▶ _Task statement_
Exactness is required. Restate every entry as written.

▶ _Provided entries_
■ ■ ■ ■
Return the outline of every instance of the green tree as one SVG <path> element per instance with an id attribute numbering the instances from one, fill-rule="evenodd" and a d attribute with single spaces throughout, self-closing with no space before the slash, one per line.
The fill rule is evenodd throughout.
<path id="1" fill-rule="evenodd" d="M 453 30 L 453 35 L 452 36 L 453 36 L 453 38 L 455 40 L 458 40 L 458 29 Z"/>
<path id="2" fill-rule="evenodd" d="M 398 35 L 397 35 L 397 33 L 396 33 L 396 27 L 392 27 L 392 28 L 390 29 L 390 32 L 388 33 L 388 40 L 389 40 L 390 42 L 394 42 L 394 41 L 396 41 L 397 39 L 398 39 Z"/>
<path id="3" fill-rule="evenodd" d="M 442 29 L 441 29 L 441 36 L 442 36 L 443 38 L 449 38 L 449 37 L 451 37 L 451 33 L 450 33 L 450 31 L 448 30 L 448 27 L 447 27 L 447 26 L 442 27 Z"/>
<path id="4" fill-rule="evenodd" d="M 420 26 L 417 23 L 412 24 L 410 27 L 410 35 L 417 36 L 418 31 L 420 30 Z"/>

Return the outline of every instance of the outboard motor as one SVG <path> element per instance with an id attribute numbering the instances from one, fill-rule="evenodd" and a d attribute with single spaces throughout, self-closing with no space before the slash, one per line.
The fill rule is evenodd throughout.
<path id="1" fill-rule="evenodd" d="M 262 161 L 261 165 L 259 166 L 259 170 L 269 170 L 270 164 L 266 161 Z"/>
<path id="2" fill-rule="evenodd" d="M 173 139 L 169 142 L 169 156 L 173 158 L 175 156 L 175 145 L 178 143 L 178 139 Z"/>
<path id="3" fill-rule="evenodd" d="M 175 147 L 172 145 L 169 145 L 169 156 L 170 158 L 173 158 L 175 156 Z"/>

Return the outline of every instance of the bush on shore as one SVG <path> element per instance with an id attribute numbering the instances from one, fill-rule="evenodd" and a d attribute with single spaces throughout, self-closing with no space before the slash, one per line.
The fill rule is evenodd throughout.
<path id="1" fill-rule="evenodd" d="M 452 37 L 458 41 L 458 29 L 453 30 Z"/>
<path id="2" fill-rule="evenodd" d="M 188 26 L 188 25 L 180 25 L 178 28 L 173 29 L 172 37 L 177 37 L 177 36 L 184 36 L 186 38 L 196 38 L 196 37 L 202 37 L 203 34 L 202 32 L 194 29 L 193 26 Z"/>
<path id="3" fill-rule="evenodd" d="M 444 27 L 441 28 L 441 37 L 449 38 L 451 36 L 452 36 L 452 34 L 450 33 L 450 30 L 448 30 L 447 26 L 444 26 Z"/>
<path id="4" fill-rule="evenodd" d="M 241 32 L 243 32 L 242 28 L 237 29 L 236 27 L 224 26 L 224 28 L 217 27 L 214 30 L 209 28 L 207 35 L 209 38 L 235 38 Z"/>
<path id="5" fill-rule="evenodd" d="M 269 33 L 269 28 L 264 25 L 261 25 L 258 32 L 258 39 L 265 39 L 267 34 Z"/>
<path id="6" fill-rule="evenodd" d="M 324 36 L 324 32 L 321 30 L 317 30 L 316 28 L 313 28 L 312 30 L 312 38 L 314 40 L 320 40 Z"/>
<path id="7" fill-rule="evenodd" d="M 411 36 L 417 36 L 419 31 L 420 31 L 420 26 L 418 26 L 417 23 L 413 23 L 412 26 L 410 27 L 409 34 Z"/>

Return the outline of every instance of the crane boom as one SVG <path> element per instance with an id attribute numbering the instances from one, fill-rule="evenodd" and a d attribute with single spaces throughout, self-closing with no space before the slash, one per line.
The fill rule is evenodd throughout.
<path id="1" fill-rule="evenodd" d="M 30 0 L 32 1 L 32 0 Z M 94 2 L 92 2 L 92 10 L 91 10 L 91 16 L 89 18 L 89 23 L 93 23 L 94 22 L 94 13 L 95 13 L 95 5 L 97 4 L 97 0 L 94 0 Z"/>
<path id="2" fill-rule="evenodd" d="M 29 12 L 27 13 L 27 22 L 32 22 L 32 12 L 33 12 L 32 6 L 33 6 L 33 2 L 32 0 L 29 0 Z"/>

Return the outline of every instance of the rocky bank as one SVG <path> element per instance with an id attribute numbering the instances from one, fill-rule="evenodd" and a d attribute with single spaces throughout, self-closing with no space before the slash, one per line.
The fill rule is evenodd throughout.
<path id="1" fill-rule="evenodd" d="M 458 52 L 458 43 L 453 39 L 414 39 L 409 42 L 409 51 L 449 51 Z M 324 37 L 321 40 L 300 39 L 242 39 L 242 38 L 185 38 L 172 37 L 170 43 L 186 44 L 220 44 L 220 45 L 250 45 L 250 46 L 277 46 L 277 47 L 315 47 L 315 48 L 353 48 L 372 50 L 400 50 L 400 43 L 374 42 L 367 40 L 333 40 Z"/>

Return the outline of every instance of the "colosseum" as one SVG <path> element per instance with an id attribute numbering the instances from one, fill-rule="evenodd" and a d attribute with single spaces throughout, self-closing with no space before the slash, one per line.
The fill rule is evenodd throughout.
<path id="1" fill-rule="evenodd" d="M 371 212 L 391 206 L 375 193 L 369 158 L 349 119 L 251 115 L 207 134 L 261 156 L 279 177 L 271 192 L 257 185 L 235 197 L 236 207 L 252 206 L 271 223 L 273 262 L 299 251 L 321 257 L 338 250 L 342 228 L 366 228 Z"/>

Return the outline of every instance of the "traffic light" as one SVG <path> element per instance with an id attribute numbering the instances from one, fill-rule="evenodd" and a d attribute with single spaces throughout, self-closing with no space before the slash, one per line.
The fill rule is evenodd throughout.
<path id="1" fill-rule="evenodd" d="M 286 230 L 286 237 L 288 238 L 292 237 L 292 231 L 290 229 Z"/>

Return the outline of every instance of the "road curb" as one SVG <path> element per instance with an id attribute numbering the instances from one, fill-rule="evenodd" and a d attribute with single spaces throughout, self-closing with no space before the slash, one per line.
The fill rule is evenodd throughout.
■ ■ ■ ■
▶ _Solution for this task_
Return the outline of every instance of the green tree as one SVG <path> element per instance with an id attribute numbering the instances from one, fill-rule="evenodd" and a d attribute with single spaces throughout, self-closing with no space before the slash, one per line.
The fill rule is evenodd throughout.
<path id="1" fill-rule="evenodd" d="M 453 30 L 453 35 L 452 36 L 453 36 L 453 38 L 455 40 L 458 40 L 458 29 Z"/>
<path id="2" fill-rule="evenodd" d="M 398 35 L 397 35 L 397 33 L 396 33 L 396 27 L 392 27 L 392 28 L 390 29 L 390 32 L 388 33 L 388 40 L 389 40 L 390 42 L 394 42 L 394 41 L 396 41 L 397 39 L 398 39 Z"/>
<path id="3" fill-rule="evenodd" d="M 442 29 L 441 29 L 441 36 L 442 36 L 443 38 L 449 38 L 449 37 L 451 37 L 451 33 L 450 33 L 450 31 L 448 30 L 448 27 L 447 27 L 447 26 L 442 27 Z"/>
<path id="4" fill-rule="evenodd" d="M 420 26 L 417 23 L 412 24 L 410 27 L 410 35 L 417 36 L 418 31 L 420 30 Z"/>

Return the outline of every instance of the outboard motor as one SVG <path> element per instance with an id attribute numbering the instances from one, fill-rule="evenodd" and a d attribute with single spaces throughout, self-closing with no space before the slash, one per line.
The fill rule is evenodd throughout.
<path id="1" fill-rule="evenodd" d="M 262 161 L 261 165 L 259 166 L 259 170 L 269 170 L 270 164 L 266 161 Z"/>
<path id="2" fill-rule="evenodd" d="M 173 139 L 169 142 L 169 156 L 173 158 L 175 156 L 175 145 L 178 143 L 178 139 Z"/>
<path id="3" fill-rule="evenodd" d="M 175 147 L 172 145 L 169 145 L 169 156 L 170 158 L 173 158 L 175 156 Z"/>

Return the outline of every instance of the bush on shore as one SVG <path> element per instance with an id attribute numbering the instances from one, fill-rule="evenodd" and a d attribute with single spaces throughout, self-closing with no space before the slash, one per line.
The fill rule is evenodd throughout.
<path id="1" fill-rule="evenodd" d="M 452 37 L 458 41 L 458 29 L 453 30 Z"/>
<path id="2" fill-rule="evenodd" d="M 188 26 L 188 25 L 180 25 L 178 28 L 173 29 L 172 37 L 177 37 L 177 36 L 184 36 L 186 38 L 196 38 L 196 37 L 202 37 L 203 34 L 202 32 L 194 29 L 193 26 Z"/>
<path id="3" fill-rule="evenodd" d="M 444 27 L 441 28 L 441 37 L 449 38 L 451 36 L 452 36 L 452 34 L 450 33 L 450 30 L 448 30 L 447 26 L 444 26 Z"/>
<path id="4" fill-rule="evenodd" d="M 241 32 L 243 32 L 242 28 L 237 29 L 236 27 L 224 26 L 224 28 L 217 27 L 214 30 L 209 28 L 207 35 L 209 38 L 235 38 Z"/>
<path id="5" fill-rule="evenodd" d="M 269 33 L 269 28 L 264 25 L 261 25 L 258 32 L 258 39 L 265 39 L 267 34 Z"/>
<path id="6" fill-rule="evenodd" d="M 324 36 L 324 32 L 321 30 L 317 30 L 316 28 L 313 28 L 312 30 L 312 38 L 314 40 L 320 40 Z"/>
<path id="7" fill-rule="evenodd" d="M 411 36 L 417 36 L 419 31 L 420 31 L 420 26 L 418 26 L 417 23 L 413 23 L 412 26 L 410 27 L 409 34 Z"/>

Return the outline of every instance of the crane boom as one SVG <path> element per instance with an id attribute numbering the instances from one, fill-rule="evenodd" and a d attribute with single spaces throughout, self-closing with no space before the slash, one per line.
The fill rule is evenodd throughout.
<path id="1" fill-rule="evenodd" d="M 30 0 L 32 1 L 32 0 Z M 94 2 L 92 2 L 92 10 L 91 10 L 91 16 L 89 18 L 89 23 L 93 23 L 94 22 L 94 13 L 95 13 L 95 5 L 97 4 L 97 0 L 94 0 Z"/>
<path id="2" fill-rule="evenodd" d="M 29 12 L 27 13 L 27 22 L 32 22 L 32 12 L 33 12 L 32 6 L 33 6 L 33 2 L 32 0 L 29 0 Z"/>

Return the outline of every instance of the rocky bank as one SVG <path> element per instance with an id attribute numbering the instances from one, fill-rule="evenodd" and a d attribute with single spaces throughout, self-closing with no space before the slash, one per line.
The fill rule is evenodd throughout.
<path id="1" fill-rule="evenodd" d="M 458 52 L 458 43 L 453 39 L 414 39 L 409 42 L 409 51 L 449 51 Z M 324 37 L 321 40 L 300 39 L 242 39 L 242 38 L 185 38 L 172 37 L 170 43 L 186 44 L 220 44 L 220 45 L 250 45 L 250 46 L 277 46 L 277 47 L 315 47 L 315 48 L 353 48 L 372 50 L 400 50 L 400 43 L 374 42 L 367 40 L 333 40 Z"/>

Return the outline of every instance of the "colosseum" as one SVG <path> element per instance with an id attribute numbering the instances from one, fill-rule="evenodd" and a d attribute with single spaces throughout, self-closing with no space before the slash, one per line.
The fill rule is evenodd throughout.
<path id="1" fill-rule="evenodd" d="M 371 212 L 391 206 L 375 193 L 369 158 L 349 119 L 251 115 L 207 134 L 261 156 L 279 177 L 271 192 L 257 185 L 235 197 L 236 207 L 252 206 L 271 223 L 273 262 L 299 251 L 321 257 L 338 250 L 342 228 L 366 228 Z"/>

Return the outline of every instance of the "traffic light" as one SVG <path> element per instance with an id attribute numbering the instances from one, fill-rule="evenodd" and a d attribute with single spaces throughout, self-closing with no space before the slash, one per line.
The fill rule is evenodd throughout.
<path id="1" fill-rule="evenodd" d="M 286 230 L 286 237 L 288 238 L 292 237 L 292 231 L 290 229 Z"/>

Return the outline of every instance of the "road curb" as one SVG <path> element per instance with an id attribute numbering the instances from one, fill-rule="evenodd" and a d attribute with single spaces throughout, self-closing with no space before the slash, one per line.
The fill rule is evenodd throughout.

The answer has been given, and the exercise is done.